─── Zitierter Abschnitt ───

2.6.2 Jedoch stellt sich die Frage, ob die Schlichtungsbehörde nicht dadurch,
dass sie - wie im vorliegenden Fall - gemäss aArt. 273 Abs. 4 OR einen
Entscheid fällt, zum erstinstanzlichen Gericht wird. Das Bundesgericht hat
diese Frage in anderem Zusammenhang mit der Begründung verneint, mit der
Erteilung von gewissen Entscheidbefugnissen habe der Gesetzgeber die
Schlichtungsbehörde nicht in ein erstinstanzliches Gericht umwandeln wollen.
Vielmehr sei ein Entscheid der Schlichtungsbehörde gemäss der Zwecksetzung des
Schlichtungsverfahrens, eine gütliche Einigung der Parteien zu erreichen, als
letzter Einigungsvorschlag zu verstehen, den die Parteien akzeptieren oder
durch die Anrufung des Gerichts ablehnen könnten. Entsprechend fielen solche
Entscheide mit der Anrufung des Richters ohne Weiteres dahin. Sie wirkten sich
auf das richterliche Verfahren nur als "prima facie-Vorentscheide" aus, welche
die Rollenverteilung im Prozess festlegten (BGE 135 III 253 E. 2.4 S. 257 f.
mit Hinweisen).

2.6.3 Aufgrund dieser Rechtsprechung ist davon auszugehen, das bundesrechtlich
vorgesehene Mietschlichtungsverfahren, wie es vor dem Inkrafttreten der ZPO
geregelt war, habe mit einem darin ergangenen Entscheid über die Gültigkeit
einer Kündigung und die Erstreckung des Mietverhältnisses lediglich in einen
prima facie-Vorentscheid gemündet, der keine "Instanz" im Sinne von Art. 404
Abs. 1 ZPO abschloss (FREI/WILLISEGGER, a.a.O., N. 11 zu Art. 404 ZPO; LACHAT,
a.a.O., S. 34). In diesem Sinne erwähnt auch die Botschaft zur ZPO, die
Vorentscheide der Schlichtungsbehörden in bestimmten Streitigkeiten aus Miete
und Pacht seien im Grunde genommen nur Urteilsvorschläge gewesen (BBl 2006 7333
Ziff. 5.13). Die Vorinstanz hat somit bundesrechtskonform erkannt, dass sich
die Anrufung des Gerichts nach einem solchen Vorentscheid nach altem Recht
richtet.

─── Zeilen ───

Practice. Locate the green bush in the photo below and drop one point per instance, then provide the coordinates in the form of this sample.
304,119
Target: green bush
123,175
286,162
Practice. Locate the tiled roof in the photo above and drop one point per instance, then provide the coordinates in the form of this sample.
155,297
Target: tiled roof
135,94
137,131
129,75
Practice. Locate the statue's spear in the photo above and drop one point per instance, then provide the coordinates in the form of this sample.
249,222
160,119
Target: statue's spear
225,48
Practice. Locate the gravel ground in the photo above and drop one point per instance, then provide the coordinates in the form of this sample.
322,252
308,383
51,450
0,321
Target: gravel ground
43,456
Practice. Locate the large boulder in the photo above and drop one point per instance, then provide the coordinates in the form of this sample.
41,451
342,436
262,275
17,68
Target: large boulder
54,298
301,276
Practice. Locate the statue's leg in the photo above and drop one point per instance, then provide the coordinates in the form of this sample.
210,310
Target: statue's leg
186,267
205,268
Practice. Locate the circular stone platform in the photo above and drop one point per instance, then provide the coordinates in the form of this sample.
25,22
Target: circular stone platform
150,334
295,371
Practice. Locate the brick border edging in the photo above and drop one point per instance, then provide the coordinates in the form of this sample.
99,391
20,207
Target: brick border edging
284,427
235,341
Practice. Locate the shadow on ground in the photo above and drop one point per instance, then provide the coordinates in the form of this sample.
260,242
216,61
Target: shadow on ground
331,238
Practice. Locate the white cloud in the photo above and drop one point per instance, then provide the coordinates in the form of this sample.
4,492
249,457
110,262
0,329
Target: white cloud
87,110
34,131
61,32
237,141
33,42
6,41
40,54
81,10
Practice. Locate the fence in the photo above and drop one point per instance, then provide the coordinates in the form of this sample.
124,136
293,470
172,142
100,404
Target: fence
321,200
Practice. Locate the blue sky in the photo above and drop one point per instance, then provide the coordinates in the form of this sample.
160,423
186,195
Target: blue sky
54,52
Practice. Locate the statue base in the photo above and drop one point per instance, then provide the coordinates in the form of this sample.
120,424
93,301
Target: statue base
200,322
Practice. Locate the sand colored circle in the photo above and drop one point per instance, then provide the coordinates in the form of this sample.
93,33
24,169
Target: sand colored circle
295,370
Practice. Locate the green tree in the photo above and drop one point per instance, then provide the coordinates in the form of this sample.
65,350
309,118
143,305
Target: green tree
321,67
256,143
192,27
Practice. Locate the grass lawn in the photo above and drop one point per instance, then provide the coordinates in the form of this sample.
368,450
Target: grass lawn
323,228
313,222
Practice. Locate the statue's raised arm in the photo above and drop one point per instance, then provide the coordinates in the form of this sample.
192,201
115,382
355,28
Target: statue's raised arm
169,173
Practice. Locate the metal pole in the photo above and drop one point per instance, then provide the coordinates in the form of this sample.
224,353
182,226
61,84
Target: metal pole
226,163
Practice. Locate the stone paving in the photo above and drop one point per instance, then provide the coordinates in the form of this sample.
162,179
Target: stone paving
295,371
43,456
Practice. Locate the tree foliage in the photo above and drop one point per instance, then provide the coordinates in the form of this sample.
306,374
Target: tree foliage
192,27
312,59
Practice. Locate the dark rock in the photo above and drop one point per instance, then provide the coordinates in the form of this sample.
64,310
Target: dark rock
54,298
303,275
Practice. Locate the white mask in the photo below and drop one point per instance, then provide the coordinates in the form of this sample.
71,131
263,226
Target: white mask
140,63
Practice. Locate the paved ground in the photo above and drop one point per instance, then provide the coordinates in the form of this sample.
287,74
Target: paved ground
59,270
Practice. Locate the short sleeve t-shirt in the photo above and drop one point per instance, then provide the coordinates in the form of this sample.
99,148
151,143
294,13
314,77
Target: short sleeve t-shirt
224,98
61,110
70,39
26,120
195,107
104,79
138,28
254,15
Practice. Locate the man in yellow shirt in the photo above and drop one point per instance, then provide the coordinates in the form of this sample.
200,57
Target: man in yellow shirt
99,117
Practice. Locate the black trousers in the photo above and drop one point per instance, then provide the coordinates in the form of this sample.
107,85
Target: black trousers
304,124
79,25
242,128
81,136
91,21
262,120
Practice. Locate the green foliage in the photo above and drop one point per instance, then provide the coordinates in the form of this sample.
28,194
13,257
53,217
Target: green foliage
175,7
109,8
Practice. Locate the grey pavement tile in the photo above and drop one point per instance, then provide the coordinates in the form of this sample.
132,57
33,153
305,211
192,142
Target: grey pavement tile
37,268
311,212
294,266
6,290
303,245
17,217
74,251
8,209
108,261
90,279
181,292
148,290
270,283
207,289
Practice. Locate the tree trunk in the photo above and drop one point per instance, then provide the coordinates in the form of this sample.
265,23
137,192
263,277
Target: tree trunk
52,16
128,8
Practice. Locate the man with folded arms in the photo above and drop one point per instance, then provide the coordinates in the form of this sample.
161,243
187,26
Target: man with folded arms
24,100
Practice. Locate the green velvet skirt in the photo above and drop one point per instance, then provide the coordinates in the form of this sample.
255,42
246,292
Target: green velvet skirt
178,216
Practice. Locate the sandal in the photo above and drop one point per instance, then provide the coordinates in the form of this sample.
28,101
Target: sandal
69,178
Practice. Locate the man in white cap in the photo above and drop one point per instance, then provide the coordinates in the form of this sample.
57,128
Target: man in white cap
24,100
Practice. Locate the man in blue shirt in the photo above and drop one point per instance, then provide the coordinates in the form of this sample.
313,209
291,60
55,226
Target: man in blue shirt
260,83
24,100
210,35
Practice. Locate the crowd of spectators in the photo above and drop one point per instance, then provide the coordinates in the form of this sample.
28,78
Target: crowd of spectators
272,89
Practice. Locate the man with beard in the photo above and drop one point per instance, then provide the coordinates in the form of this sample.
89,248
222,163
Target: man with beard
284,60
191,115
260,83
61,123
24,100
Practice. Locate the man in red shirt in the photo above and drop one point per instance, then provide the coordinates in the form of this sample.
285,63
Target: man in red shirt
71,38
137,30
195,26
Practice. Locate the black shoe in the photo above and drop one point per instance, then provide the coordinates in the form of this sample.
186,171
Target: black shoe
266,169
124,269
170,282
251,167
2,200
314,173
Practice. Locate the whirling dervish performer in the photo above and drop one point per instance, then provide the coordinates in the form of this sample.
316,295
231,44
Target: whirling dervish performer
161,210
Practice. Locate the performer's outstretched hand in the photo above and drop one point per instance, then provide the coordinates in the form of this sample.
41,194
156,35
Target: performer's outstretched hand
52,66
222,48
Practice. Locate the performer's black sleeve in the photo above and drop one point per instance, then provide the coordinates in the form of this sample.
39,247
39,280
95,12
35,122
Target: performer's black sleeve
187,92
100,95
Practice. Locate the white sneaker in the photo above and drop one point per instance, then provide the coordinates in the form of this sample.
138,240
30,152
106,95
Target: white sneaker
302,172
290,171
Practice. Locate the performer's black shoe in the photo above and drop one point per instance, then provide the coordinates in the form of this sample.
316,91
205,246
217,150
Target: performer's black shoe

───

### Arbeitsauftrag A
Schreiben Sie aus dem Abschnitt zum Mietschlichtungsverfahren den Wortlaut von "Vielmehr sei ein" bis einschließlich "mit Hinweisen)." ab.
### Arbeitsauftrag B
Führen Sie den Abschnitt zum Mietschlichtungsverfahren im Anschluss an seinen letzten Satz weiter.

### Antwort A
Vielmehr sei ein Entscheid der Schlichtungsbehörde gemäss der Zwecksetzung des
Schlichtungsverfahrens, eine gütliche Einigung der Parteien zu erreichen, als
letzter Einigungsvorschlag zu verstehen, den die Parteien akzeptieren oder
durch die Anrufung des Gerichts ablehnen könnten. Entsprechend fielen solche
Entscheide mit der Anrufung des Richters ohne Weiteres dahin. Sie wirkten sich
auf das richterliche Verfahren nur als "prima facie-Vorentscheide" aus, welche
die Rollenverteilung im Prozess festlegten (BGE 135 III 253 E. 2.4 S. 257 f.
mit Hinweisen).

### Antwort B
BGE 138 III 792 S. 796

2.6.4 Dies wird dadurch bestätigt, dass die ZPO bei Streitigkeiten aus Miete
und Pacht von Wohn- und Geschäftsräumen keine Vorentscheide der
Schlichtungsbehörde und demgemäss auch keine entsprechende Regelung für die
Anrufung des Gerichts mehr vorsieht. Als Ersatz dafür kann nach Art. 210 Abs. 1
lit. b ZPO die Schlichtungsbehörde Urteilsvorschläge unterbreiten, welche nach
Art. 211 Abs. 1 ZPO als angenommen gelten, wenn keine Partei sie innert 20
Tagen seit der schriftlichen Eröffnung ablehnt (vgl. FLORENCE DOMINÉ BECKER, La
procédure de conciliation en matière de bail au regard du Code de procédure
civile suisse, Plaidoyer 2011 1 S. 39 ff., 43). Von dieser Kompetenzänderung
geht auch der Beschwerdeführer aus, wenn er geltend macht, die
Schlichtungsbehörde hätte richtigerweise eine Rechtsmittelbelehrung gemäss Art.
211 Abs. 1 ZPO vorsehen müssen. Er lässt jedoch ausser Acht, dass diese
Regelung nach dem Gesagten übergangsrechtlich nicht anwendbar ist und ihm auch
die analoge Anwendung der neu für Urteilsvorschläge vorgesehenen zwanzigtägigen
Ablehnungsfrist nicht helfen könnte, da diese am 11. April 2011, d.h. noch vor
dem Fristenstillstand gemäss Art. 145 Abs. 1 lit. a ZPO, abgelaufen wäre.